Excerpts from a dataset
* * * * * * * * *

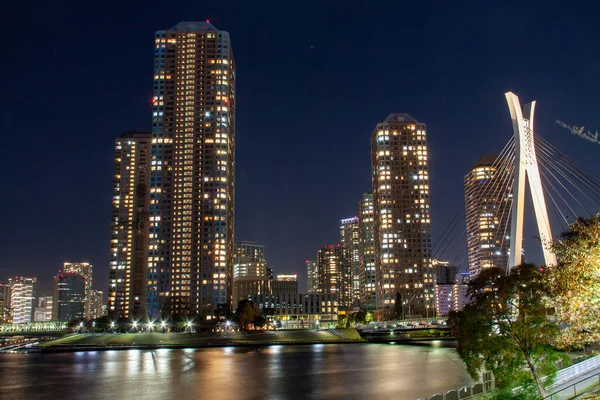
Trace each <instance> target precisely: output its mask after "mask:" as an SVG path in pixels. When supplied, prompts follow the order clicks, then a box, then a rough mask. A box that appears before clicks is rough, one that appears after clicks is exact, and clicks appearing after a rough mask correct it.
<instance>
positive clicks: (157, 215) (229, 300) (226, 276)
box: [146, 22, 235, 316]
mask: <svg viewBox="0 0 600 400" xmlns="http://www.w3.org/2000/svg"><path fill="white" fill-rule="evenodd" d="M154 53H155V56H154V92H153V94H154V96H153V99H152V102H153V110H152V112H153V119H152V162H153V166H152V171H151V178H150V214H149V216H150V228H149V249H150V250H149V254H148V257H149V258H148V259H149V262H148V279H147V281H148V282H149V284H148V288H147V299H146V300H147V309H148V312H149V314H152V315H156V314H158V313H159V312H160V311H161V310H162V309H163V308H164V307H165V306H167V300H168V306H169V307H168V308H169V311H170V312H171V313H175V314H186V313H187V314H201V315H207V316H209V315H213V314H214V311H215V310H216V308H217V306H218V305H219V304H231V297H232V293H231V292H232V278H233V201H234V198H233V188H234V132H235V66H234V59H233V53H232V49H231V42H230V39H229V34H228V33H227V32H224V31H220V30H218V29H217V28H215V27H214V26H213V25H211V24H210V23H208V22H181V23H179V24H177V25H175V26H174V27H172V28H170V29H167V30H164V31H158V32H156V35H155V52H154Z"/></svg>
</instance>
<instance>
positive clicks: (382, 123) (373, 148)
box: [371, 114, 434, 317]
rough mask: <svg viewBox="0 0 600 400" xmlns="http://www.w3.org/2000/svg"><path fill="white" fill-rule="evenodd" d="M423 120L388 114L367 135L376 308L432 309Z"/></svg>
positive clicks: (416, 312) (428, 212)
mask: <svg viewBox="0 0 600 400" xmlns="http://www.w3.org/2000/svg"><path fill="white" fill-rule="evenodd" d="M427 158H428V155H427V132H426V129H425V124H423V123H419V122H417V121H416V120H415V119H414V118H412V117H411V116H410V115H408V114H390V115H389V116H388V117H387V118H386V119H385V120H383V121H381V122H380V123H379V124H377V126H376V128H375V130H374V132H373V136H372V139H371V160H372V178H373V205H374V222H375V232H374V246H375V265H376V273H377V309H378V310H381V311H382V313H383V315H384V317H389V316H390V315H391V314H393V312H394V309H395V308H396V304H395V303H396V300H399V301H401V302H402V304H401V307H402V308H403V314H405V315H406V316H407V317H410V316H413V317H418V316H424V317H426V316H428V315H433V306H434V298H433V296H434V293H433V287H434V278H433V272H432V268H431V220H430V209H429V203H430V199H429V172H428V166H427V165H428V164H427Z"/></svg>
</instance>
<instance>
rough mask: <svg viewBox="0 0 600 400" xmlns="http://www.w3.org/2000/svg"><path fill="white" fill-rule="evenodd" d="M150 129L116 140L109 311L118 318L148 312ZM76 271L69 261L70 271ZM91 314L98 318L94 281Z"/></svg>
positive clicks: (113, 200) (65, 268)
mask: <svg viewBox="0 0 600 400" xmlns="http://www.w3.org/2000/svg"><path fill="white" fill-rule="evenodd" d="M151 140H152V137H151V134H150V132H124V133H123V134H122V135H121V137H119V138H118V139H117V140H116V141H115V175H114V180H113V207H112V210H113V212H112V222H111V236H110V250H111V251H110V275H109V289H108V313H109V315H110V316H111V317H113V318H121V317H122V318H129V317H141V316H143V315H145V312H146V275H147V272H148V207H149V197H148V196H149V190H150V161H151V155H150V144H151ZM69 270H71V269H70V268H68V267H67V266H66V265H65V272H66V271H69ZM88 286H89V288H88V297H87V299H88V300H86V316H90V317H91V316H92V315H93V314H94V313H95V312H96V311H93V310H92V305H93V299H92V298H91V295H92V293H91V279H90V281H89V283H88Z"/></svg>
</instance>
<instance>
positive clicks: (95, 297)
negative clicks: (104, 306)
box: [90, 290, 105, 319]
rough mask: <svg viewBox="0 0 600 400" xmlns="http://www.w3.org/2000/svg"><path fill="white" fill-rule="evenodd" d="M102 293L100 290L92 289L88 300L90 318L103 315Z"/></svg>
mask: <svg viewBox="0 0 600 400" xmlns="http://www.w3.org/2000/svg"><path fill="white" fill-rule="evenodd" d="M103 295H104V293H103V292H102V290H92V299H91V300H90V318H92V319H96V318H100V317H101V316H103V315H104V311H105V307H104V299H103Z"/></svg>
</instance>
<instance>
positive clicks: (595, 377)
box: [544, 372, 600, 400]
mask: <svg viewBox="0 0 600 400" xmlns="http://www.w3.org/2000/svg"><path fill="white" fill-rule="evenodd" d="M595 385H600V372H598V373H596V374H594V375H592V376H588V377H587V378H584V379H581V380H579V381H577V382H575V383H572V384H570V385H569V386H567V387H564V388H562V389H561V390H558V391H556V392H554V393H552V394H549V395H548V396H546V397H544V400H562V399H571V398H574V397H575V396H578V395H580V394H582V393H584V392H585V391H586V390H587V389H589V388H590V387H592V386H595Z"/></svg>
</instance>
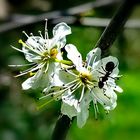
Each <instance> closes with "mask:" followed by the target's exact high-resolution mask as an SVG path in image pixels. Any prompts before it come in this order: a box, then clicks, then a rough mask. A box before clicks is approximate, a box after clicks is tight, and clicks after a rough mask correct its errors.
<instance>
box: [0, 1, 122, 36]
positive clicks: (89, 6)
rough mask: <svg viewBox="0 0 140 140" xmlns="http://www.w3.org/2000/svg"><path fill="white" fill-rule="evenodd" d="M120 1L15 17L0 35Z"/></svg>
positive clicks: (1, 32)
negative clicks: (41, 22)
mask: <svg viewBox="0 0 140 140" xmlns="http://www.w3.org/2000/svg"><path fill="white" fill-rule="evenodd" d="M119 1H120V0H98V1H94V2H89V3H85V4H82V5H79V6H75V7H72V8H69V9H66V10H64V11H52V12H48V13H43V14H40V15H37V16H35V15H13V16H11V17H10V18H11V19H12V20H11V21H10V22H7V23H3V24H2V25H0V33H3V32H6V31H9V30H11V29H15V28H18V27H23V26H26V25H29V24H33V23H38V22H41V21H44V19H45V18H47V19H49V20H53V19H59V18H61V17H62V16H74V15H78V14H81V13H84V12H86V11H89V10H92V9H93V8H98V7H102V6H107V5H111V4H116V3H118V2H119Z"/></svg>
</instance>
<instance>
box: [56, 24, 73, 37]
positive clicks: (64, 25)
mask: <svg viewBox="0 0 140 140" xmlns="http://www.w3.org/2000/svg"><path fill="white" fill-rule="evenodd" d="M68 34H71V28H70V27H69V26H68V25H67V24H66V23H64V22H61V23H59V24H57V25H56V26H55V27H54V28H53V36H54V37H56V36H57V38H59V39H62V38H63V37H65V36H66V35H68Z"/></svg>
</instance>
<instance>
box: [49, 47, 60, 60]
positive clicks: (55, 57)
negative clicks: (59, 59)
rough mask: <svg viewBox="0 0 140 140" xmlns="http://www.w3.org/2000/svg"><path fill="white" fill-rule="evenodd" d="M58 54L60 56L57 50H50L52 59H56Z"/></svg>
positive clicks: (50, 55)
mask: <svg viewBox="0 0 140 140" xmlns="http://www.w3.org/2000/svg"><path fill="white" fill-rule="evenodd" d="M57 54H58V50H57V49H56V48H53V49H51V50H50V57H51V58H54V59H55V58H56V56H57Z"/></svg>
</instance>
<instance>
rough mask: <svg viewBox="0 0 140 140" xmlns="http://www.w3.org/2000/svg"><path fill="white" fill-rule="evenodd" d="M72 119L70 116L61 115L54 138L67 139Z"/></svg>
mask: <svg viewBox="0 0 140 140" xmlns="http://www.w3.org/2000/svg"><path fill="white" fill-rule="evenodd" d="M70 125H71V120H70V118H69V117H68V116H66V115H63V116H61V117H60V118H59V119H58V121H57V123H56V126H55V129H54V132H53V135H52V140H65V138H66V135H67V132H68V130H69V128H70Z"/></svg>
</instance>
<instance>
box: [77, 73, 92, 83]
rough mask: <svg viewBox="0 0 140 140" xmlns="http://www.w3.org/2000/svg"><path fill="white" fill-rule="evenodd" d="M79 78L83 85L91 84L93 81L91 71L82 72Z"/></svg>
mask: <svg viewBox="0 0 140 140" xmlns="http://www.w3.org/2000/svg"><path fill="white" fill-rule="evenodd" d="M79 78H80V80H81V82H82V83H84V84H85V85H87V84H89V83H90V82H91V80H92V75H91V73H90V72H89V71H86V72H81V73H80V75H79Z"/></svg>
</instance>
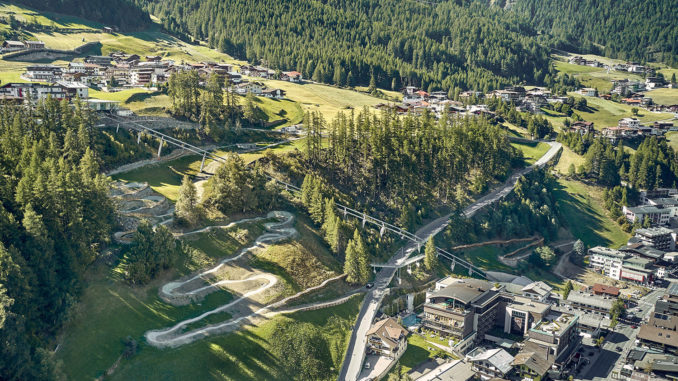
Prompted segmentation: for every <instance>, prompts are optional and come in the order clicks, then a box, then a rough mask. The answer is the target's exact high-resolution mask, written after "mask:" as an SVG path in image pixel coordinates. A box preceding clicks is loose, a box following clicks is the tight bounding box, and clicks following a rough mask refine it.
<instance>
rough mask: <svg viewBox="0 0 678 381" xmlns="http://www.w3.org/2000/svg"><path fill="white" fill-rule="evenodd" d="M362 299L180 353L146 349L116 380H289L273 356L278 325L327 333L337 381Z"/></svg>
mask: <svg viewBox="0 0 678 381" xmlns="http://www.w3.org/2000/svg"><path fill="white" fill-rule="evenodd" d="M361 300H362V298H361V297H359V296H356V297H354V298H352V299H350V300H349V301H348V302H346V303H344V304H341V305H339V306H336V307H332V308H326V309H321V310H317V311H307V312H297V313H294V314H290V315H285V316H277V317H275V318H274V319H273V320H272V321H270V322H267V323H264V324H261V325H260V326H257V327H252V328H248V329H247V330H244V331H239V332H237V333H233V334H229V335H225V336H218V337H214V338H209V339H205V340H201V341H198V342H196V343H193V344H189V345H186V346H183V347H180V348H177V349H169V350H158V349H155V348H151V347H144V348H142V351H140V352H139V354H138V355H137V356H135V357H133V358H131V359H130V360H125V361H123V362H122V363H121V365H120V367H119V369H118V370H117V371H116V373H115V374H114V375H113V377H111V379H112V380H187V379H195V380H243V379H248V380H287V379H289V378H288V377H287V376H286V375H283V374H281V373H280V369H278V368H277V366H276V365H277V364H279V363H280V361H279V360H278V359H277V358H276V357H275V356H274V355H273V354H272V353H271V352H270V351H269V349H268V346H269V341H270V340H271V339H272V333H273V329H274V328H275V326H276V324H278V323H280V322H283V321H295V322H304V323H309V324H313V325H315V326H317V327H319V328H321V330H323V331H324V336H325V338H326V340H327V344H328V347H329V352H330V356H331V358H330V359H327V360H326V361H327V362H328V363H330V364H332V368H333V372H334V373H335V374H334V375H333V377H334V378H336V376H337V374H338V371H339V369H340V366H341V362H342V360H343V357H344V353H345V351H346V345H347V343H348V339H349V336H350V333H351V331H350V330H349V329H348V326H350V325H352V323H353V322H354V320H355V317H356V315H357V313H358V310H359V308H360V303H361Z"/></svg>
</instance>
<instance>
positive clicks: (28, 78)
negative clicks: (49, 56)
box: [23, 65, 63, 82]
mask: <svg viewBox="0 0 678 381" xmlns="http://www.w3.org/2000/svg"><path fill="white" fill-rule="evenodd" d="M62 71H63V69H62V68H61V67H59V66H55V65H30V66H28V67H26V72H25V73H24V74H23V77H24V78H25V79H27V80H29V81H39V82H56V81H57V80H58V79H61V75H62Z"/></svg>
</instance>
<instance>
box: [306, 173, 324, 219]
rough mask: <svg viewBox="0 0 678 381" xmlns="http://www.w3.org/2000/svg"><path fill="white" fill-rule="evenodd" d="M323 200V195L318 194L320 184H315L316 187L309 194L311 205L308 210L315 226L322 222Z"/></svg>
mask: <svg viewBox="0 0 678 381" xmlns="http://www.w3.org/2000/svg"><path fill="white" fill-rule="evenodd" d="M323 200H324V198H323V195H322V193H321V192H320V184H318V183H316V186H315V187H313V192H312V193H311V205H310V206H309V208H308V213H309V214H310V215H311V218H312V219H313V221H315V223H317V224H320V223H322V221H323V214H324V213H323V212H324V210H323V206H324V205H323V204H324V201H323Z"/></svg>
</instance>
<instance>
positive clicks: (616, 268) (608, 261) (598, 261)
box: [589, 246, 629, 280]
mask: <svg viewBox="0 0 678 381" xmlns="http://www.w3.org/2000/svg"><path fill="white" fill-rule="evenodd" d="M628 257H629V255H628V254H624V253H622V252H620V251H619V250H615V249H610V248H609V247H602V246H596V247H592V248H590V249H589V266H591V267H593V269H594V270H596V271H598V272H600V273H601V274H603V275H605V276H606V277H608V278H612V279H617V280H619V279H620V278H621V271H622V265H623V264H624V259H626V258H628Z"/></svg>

* * * * * * * * *

Problem statement: Convert the part that opens with the line containing "120L388 114L367 135L376" and closes with the line containing "positive clicks: (416, 312) (428, 212)" into a numbered list. Leave out any blank lines.

Solution for this problem:
1. rough mask: <svg viewBox="0 0 600 400" xmlns="http://www.w3.org/2000/svg"><path fill="white" fill-rule="evenodd" d="M423 120L388 114L367 135L376 308L432 309Z"/></svg>
2. positive clicks: (416, 312) (428, 212)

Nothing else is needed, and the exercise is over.